EXERCISE GOAL — How many lines in the material below contain the string "smoke"? Reply with the number alone.

## begin RECORDS FOR THIS TASK

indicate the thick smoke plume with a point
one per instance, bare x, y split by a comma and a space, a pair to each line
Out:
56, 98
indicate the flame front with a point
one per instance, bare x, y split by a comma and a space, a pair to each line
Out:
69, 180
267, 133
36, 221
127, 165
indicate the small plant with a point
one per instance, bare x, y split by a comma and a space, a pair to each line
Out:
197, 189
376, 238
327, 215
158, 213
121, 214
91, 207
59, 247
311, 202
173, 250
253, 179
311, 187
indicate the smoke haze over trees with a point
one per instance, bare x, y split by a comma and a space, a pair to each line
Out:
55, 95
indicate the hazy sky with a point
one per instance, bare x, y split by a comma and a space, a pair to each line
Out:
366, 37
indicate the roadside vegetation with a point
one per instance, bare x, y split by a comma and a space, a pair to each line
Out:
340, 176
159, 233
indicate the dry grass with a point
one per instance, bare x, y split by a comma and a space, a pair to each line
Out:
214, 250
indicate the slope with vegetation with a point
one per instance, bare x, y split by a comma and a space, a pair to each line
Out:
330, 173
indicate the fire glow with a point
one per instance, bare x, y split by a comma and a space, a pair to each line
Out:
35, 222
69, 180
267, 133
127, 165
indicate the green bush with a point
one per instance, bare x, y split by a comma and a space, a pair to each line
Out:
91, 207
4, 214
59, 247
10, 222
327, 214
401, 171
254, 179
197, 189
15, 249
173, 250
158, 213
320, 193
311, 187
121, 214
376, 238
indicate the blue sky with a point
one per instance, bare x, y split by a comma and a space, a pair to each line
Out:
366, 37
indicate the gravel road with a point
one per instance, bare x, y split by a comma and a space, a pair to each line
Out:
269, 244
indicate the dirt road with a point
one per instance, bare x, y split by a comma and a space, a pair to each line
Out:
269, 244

## end RECORDS FOR THIS TASK
## begin RECORDS FOR THIS TASK

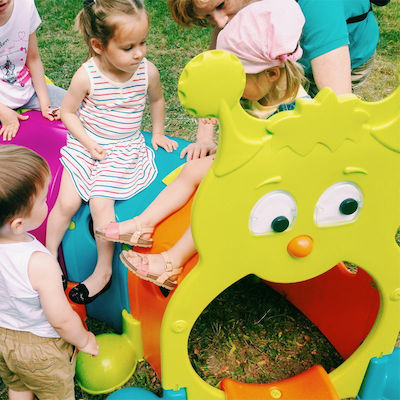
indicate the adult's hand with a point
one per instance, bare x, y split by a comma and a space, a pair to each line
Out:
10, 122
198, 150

## end RECORDS FOR THIS TASK

RESULT FOR THIS EXERCISE — 2